=== Information supplied ===

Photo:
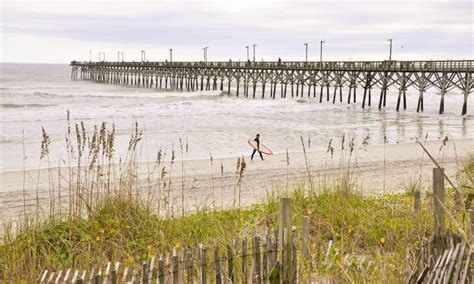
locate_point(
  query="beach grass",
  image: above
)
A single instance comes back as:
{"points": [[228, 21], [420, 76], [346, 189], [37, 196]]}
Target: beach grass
{"points": [[375, 238]]}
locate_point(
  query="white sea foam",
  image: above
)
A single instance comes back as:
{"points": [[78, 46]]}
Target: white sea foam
{"points": [[211, 121]]}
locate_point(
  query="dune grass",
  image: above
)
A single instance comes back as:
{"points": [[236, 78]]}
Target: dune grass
{"points": [[375, 237]]}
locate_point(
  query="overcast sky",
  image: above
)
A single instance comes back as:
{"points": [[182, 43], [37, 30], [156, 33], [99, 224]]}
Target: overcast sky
{"points": [[64, 30]]}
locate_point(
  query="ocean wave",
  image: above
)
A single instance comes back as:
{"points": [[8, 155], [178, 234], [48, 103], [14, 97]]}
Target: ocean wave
{"points": [[134, 94]]}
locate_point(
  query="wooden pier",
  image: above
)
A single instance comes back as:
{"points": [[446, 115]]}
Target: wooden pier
{"points": [[320, 80]]}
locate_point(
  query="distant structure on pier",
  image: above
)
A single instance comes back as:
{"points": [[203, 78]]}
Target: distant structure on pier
{"points": [[295, 79]]}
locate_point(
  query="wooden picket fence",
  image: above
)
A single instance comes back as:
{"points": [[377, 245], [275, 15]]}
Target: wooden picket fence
{"points": [[282, 256], [450, 265], [272, 258]]}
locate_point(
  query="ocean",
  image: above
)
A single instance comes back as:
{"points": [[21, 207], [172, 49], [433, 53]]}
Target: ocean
{"points": [[36, 96]]}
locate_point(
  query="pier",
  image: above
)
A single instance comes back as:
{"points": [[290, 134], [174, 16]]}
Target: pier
{"points": [[324, 81]]}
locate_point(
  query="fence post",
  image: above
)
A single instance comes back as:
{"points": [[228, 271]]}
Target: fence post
{"points": [[217, 266], [203, 277], [417, 201], [189, 266], [161, 270], [257, 277], [286, 239], [175, 261], [306, 239], [438, 195], [144, 272], [230, 263], [244, 261]]}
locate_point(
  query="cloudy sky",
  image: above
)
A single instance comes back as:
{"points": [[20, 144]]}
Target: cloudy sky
{"points": [[64, 30]]}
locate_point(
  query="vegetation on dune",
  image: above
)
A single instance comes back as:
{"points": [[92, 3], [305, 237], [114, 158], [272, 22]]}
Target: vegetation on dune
{"points": [[372, 235], [374, 238]]}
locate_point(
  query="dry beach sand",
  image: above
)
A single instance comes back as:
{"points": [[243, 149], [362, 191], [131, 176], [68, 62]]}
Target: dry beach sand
{"points": [[377, 168]]}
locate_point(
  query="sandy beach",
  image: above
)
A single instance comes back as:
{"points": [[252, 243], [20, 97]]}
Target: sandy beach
{"points": [[376, 169]]}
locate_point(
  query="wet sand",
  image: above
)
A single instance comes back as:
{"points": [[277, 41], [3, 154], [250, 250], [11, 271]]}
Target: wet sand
{"points": [[377, 169]]}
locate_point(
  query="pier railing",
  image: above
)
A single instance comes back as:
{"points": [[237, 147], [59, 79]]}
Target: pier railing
{"points": [[429, 66]]}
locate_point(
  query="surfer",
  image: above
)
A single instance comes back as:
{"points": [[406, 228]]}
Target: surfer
{"points": [[257, 140]]}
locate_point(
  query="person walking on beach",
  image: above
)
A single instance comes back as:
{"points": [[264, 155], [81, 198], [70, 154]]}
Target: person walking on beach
{"points": [[257, 140]]}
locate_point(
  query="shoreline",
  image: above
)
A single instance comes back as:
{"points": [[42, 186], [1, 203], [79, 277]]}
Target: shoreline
{"points": [[377, 169]]}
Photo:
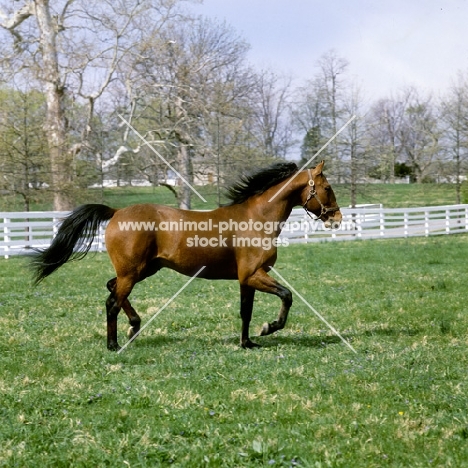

===

Given problem: Determine how many lines in the material above contain the word "foam", and reply with that number only.

Worked answer: 2